--- BEGIN Input rows ---

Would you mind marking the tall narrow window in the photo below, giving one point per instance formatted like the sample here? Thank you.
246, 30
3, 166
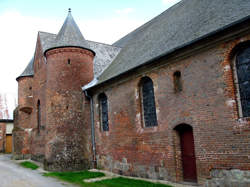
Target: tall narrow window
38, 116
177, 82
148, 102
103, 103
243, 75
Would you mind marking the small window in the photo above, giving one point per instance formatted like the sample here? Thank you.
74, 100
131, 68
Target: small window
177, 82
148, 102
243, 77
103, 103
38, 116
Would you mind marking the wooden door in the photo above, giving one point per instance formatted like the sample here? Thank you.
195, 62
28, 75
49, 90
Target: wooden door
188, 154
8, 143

--- END Input rows ---
--- BEGIN Input rows ---

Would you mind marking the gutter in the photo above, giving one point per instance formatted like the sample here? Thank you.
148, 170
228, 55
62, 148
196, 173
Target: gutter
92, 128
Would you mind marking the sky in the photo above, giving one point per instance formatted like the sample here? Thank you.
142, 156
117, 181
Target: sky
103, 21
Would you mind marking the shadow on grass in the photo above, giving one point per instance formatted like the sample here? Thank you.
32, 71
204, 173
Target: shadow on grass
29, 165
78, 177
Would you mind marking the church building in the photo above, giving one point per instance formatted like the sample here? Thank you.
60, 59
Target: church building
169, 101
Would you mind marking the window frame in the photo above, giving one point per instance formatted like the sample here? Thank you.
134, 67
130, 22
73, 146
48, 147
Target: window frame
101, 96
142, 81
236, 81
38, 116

--- END Input rows ---

• [Short exercise] Locate each line of the records above that contains the word "wooden" and copy it out. Case matters when matching.

• [Result below]
Would you mind marking the wooden door in the photo above, giving one point per instance formatted like the sample here? Thank you.
Target: wooden door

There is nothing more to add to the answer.